_WORK TO DO_
a - Please reproduce, word for word, the part of the Fatah al Islam excerpt that opens with the words containing "In an article" and closes with "into a wall.".
b - Answer these questions from the Fatah al Islam excerpt:
(i) How many men drilled with Kalashnikovs?
(ii) What did the men shout as they fired their machine guns into a wall?
(iii) At what age did Hussein Hamdan drop out of school?

_PAGE EXTRACT_
══════════

In an article titled "New Face of Jihad Vows Attacks," the New York Times reports on Fatah al Islam, a Lebanon-based terrorist organization with Al-Qaeda-like aspirations. The article begins:
TRIPOLI, Lebanon -- Deep in a violent and lawless slum just north of this coastal city, 12 men whose faces were shrouded by scarves drilled with Kalashnikovs.
In unison, they lunged in one direction, turned and lunged in another. "Allah-u akbar," the men shouted in praise to God as they fired their machine guns into a wall.
Hmm. Synchronized lunging in one direction and then another? Firing machine guns into a wall? Sounds like a campy rendition of West Side Story gone wrong. In describing Fatah al Islam's youthful recruits, things get worse:
Hussein Hamdan, 19, who keeps a poster of Osama bin Laden in the bedroom he shares with two sisters, is a street tough attuned to religious fundamentalism. He dropped out of school at age 10, spent 18 months in jail on assault charges, and in March - "just to make a statement," he said - took a razor and repeatedly slashed both his forearms. "I want to become a mujahedeen and go to jihad in any country where there are Jews or Americans to fight against them," he said.

══════════

_DATA EXTRACT_
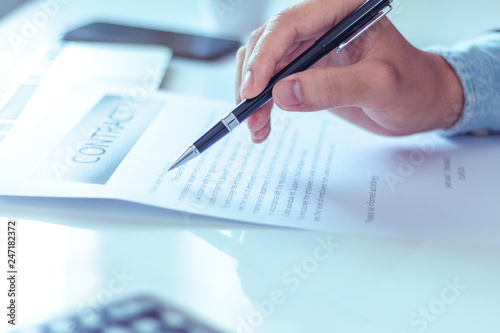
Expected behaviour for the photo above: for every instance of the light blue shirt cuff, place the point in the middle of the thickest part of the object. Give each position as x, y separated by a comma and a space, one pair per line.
477, 64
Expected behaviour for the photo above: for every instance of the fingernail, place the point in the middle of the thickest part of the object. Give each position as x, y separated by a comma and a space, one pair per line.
247, 83
288, 93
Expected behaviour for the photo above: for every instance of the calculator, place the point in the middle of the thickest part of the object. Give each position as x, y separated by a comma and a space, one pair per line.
138, 314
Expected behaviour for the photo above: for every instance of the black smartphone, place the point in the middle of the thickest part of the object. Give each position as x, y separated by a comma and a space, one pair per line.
183, 45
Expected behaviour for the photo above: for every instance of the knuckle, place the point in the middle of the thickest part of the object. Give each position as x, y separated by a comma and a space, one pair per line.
388, 76
240, 54
255, 36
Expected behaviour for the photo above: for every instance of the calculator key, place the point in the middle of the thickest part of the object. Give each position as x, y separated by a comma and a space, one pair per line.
147, 325
174, 319
117, 329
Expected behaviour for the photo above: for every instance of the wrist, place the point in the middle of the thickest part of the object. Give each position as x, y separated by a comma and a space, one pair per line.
449, 94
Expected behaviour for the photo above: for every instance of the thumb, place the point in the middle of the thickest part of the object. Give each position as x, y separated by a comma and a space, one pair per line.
323, 88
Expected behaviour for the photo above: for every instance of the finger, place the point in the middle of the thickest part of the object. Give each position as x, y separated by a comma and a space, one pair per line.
261, 134
302, 21
367, 83
247, 76
260, 118
240, 57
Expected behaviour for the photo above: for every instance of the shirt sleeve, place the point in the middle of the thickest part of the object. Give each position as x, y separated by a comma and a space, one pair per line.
477, 64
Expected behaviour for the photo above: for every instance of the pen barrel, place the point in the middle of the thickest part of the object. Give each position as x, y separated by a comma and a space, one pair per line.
214, 134
324, 45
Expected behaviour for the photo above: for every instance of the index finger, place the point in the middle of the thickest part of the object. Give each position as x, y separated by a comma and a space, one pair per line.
299, 22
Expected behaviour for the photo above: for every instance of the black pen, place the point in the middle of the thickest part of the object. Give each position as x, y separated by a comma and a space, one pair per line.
338, 37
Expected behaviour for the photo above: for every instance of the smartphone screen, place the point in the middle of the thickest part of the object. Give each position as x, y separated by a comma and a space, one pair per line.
183, 45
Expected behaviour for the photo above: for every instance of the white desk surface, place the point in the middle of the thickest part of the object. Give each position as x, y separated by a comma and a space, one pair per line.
256, 279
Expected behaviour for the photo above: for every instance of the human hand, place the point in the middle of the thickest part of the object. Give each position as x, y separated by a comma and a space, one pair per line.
378, 82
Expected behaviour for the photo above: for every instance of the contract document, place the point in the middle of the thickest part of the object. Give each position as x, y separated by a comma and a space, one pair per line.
315, 171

══════════

_EXPECTED RESULTS_
a -
In an article titled "New Face of Jihad Vows Attacks," the New York Times reports on Fatah al Islam, a Lebanon-based terrorist organization with Al-Qaeda-like aspirations. The article begins:
TRIPOLI, Lebanon -- Deep in a violent and lawless slum just north of this coastal city, 12 men whose faces were shrouded by scarves drilled with Kalashnikovs.
In unison, they lunged in one direction, turned and lunged in another. "Allah-u akbar," the men shouted in praise to God as they fired their machine guns into a wall.

b -
(i) 12
(ii) "Allah-u akbar"
(iii) 10